--- İstenen 1 ---
Fenerbahçe Kalamış projesini anlatan metindeki şu cümleyi İngilizceye çevirin: «Plan için “Kadıköy’ün ölüm fermanı” diyen Atılgan ayrıca, burada bulunan mevcut marinaların kıyıyı halkın kullanımına fiilen kapattığını ve bunun eskiden beri tartışılan bir konu olduğunu hatırlattı.»

--- Metin ---
··········

Bir “fikir projesi” olduğu vurgulanan çalışmadan çıkan sonucun bağlayıcılığı olmamakla birlikte, Büyükşehir Belediyesi ve Çevre ve Şehircilik Bakanlığı’yla ortak çalışmalara ön ayak olabileceği söyleniyor.

‘Parası olan kullanabilecek’

Mimarlar Odası Kadıköy Şubesi eski başkanı Arif Atılgan, Fenerbahçe Kalamış’ta yapılması planlanan projeyle ilgili “bölgenin AVM, rezidans, kafe ve restoranlarla doldurulması anlamına geleceğini” belirtti ve önceden halka açık olan TCDD tesislerinin de bu kapsamda dönüştürülmesiyle birlikte “parası olanın kıyıyı kullanabileceği, daha dar ve orta gelirli kesimlerin ise buradan uzaklaştırılacağını” söyledi.

Atılgan, Fenerbahçe Kalamış’ta 435 bin metrekarelik yat marina alanına 70 bin metrekare inşaat hakkı verildiğini, böyle bir projeyle bölgenin AVM rezidans, cafe ve restaurantlarla dolduralacağını ve bunun bölgeyi yaşanılmaz hale getireceğini vurguladı.

Plan için “Kadıköy’ün ölüm fermanı” diyen Atılgan ayrıca, burada bulunan mevcut marinaların kıyıyı halkın kullanımına fiilen kapattığını ve bunun eskiden beri tartışılan bir konu olduğunu hatırlattı.

··········

[İşaretleme veri kümesi kayıtları]
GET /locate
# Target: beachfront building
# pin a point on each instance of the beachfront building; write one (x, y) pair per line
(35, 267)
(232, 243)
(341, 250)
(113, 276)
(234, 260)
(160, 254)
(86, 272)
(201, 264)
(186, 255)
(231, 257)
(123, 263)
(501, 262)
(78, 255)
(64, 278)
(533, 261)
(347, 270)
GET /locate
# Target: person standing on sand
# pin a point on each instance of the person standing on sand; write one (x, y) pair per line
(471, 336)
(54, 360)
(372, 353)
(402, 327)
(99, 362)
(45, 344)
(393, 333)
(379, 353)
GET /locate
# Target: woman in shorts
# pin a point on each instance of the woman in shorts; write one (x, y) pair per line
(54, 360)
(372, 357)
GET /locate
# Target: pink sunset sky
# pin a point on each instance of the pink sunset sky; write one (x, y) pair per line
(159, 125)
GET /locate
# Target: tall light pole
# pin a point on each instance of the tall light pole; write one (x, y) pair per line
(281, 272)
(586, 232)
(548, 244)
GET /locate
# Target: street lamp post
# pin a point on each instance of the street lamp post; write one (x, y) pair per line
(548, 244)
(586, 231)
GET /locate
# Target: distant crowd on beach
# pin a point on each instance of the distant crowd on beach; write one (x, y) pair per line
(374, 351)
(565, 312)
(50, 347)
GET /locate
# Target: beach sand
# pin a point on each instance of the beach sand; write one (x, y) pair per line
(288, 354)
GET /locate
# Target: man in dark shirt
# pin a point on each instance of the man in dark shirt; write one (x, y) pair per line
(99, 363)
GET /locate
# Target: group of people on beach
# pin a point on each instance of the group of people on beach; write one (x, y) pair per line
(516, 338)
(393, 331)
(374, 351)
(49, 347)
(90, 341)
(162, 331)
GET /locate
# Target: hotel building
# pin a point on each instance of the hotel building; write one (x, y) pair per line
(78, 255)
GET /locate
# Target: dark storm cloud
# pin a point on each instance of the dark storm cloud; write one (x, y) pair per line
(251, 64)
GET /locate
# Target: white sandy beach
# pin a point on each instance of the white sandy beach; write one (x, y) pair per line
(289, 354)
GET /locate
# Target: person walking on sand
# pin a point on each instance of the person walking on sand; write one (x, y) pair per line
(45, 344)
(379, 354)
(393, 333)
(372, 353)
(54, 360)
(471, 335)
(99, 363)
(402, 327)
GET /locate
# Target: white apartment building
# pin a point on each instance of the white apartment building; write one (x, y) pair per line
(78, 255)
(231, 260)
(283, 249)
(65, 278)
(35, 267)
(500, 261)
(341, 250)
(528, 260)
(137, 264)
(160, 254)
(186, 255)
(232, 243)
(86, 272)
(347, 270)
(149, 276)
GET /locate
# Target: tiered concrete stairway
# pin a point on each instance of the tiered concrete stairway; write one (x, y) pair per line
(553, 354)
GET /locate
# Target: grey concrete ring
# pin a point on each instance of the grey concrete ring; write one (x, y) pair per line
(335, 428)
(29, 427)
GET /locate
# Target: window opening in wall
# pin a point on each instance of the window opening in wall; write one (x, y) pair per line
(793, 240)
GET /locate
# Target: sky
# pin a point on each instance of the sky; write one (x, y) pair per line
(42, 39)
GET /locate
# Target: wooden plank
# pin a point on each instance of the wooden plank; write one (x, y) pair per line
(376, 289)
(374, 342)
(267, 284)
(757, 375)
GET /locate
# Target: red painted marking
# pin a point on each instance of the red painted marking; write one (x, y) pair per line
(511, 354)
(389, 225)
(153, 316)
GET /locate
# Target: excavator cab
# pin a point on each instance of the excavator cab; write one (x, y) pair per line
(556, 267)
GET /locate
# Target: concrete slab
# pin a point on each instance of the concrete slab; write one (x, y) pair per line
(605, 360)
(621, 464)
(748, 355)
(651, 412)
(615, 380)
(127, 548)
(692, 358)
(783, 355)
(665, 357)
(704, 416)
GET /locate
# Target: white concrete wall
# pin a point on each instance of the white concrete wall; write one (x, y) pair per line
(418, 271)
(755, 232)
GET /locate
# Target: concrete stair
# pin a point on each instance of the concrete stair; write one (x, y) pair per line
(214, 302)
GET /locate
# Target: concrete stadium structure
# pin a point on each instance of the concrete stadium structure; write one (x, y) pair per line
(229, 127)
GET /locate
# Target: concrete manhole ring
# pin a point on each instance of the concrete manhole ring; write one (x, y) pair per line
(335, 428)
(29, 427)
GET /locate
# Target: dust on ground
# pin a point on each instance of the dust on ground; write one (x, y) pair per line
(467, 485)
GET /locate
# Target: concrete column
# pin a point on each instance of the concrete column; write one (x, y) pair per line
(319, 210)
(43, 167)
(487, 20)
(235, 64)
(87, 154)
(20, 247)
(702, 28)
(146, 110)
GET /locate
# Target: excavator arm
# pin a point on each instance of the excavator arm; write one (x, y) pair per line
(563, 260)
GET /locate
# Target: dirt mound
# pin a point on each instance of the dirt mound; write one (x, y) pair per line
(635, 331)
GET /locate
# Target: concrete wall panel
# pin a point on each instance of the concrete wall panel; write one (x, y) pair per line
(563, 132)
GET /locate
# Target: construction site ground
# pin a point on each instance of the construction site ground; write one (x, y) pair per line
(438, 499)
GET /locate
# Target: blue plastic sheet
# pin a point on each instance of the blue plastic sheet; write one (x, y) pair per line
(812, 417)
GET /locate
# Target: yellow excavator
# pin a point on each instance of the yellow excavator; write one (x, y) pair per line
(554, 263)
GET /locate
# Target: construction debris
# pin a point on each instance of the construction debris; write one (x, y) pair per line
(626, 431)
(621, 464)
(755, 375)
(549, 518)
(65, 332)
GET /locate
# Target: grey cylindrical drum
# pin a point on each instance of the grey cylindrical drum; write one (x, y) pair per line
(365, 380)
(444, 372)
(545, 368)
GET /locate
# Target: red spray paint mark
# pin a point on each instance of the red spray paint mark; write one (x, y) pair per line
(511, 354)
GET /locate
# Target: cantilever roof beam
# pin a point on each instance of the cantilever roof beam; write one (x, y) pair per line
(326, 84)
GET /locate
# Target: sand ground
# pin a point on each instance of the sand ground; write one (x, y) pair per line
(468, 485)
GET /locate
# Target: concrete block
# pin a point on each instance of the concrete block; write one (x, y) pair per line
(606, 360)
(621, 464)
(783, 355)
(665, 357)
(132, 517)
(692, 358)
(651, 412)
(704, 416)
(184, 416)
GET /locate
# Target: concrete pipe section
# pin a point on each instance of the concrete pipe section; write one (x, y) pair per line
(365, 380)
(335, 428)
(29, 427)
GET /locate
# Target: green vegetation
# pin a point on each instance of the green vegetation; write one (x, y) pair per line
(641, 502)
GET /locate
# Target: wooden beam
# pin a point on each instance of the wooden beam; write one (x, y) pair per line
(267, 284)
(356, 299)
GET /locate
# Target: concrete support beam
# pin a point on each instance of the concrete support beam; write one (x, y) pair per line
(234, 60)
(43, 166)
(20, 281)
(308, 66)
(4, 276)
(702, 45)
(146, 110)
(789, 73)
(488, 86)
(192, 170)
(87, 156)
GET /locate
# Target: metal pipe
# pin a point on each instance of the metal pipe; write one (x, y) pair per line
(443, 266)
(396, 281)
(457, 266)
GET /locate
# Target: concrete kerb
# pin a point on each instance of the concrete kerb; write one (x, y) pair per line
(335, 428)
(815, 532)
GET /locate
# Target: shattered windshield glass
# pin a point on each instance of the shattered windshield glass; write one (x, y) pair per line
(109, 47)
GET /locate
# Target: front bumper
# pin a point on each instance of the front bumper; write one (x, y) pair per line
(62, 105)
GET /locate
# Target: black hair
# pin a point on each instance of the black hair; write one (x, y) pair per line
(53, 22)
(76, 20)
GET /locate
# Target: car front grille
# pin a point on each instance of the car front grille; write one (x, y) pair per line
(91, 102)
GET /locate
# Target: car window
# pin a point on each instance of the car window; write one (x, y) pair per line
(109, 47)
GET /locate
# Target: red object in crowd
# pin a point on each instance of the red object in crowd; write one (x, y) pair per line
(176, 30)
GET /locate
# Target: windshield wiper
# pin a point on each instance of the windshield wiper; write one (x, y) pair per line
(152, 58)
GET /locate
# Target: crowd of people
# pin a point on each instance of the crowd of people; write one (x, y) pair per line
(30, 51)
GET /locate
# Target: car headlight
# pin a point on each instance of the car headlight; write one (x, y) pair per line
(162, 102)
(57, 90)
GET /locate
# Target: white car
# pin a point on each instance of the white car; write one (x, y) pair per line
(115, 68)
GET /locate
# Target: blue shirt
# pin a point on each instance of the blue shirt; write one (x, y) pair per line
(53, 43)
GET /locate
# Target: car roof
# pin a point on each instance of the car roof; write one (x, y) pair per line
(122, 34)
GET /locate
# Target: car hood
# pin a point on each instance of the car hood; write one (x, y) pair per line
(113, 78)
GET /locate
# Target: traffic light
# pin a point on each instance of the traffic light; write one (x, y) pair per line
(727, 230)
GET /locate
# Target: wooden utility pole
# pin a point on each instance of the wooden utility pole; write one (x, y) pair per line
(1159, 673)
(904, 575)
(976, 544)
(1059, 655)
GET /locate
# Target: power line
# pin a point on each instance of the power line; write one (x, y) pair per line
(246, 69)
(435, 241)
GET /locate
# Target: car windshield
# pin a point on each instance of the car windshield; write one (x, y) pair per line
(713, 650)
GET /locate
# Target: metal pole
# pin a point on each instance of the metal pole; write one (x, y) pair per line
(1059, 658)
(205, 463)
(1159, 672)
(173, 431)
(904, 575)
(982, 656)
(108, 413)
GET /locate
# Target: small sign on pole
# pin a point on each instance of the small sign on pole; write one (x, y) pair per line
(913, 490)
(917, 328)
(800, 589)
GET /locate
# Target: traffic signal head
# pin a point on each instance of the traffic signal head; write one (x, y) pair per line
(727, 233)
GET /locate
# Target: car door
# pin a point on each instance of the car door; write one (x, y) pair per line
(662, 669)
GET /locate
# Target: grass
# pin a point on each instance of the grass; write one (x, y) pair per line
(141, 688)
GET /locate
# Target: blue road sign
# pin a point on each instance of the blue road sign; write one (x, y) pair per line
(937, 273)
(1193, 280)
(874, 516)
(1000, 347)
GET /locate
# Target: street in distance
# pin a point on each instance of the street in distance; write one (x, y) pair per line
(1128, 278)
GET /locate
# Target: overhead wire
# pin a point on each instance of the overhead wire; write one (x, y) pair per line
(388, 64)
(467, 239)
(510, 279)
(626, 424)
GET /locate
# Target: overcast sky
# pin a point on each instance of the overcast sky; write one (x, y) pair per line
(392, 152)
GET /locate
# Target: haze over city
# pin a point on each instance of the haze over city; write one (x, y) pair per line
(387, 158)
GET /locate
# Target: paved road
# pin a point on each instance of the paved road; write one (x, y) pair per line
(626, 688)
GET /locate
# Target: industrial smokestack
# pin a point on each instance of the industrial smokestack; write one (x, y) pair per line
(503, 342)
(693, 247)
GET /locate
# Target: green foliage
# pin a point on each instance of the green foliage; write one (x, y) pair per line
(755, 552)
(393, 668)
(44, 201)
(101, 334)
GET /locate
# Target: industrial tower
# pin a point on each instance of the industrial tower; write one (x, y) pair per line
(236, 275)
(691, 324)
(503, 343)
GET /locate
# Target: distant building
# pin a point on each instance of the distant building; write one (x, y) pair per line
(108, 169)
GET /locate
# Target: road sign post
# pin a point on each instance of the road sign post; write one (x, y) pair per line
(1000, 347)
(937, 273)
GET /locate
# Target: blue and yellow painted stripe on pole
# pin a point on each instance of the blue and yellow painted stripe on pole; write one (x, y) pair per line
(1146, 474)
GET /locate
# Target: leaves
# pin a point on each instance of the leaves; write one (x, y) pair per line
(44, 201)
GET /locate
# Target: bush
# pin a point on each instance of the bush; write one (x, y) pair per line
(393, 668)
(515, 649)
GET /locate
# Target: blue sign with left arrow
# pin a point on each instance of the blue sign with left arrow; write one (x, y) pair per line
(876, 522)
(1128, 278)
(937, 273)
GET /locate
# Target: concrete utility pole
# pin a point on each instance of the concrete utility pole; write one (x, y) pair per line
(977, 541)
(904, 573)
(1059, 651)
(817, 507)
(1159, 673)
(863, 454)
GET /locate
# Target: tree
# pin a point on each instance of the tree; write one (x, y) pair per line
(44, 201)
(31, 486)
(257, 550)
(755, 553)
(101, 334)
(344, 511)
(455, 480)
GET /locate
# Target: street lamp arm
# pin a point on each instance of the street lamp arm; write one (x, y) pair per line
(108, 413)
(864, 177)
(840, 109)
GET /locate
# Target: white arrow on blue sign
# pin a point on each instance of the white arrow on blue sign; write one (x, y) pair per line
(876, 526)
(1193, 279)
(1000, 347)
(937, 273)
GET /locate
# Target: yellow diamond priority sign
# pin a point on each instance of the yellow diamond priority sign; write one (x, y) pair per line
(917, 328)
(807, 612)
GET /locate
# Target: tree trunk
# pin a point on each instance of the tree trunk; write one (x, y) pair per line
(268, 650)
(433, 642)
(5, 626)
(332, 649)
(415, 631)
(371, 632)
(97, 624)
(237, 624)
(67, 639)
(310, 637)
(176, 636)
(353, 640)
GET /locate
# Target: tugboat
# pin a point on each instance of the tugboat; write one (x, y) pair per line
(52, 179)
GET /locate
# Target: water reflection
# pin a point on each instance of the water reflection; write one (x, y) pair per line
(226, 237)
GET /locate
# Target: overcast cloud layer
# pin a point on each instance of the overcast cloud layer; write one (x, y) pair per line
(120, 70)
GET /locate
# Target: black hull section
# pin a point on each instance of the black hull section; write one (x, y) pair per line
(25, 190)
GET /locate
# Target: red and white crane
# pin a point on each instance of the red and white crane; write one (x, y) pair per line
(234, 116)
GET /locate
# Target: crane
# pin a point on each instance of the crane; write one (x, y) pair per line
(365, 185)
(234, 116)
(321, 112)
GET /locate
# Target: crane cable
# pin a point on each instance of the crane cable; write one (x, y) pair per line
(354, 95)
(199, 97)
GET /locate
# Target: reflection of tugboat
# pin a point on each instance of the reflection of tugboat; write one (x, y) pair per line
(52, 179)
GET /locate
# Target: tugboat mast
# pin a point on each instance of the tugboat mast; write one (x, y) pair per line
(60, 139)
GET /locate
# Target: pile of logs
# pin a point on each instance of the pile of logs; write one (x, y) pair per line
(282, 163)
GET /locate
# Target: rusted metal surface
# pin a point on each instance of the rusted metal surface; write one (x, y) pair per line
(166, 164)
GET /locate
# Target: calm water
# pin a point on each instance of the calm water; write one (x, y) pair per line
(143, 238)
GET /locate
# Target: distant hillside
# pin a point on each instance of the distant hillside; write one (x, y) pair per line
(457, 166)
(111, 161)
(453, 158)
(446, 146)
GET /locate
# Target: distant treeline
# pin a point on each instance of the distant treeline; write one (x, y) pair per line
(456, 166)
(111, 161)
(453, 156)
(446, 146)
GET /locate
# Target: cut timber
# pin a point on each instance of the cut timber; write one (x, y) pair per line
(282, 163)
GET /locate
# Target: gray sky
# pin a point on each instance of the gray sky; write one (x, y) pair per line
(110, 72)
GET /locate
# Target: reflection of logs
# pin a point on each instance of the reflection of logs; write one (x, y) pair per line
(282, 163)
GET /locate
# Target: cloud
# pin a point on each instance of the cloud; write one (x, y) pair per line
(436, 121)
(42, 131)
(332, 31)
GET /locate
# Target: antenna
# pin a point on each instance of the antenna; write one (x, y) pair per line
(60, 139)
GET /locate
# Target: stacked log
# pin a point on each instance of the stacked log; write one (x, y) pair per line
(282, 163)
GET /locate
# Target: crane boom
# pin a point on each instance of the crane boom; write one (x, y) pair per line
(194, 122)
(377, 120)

··········

--- İstenen 2 ---
Lütfen yukarıdaki kayıtlarda "green" kelimesini içeren satırların hepsini sıralayın; büyük ve küçük harf farkı dikkate alınmalıdır.

--- Doğru sonuç 1 ---
Atılgan, who called the plan “Kadıköy’s death warrant,” also pointed out that the existing marinas there effectively close the shore to public use and that this has long been a matter of debate.

--- Doğru sonuç 2 ---
# Target: green vegetation
# pin a point on each instance of the green vegetation; write one (x, y) pair per line
# Target: green foliage
# pin a point on each instance of the green foliage; write one (x, y) pair per line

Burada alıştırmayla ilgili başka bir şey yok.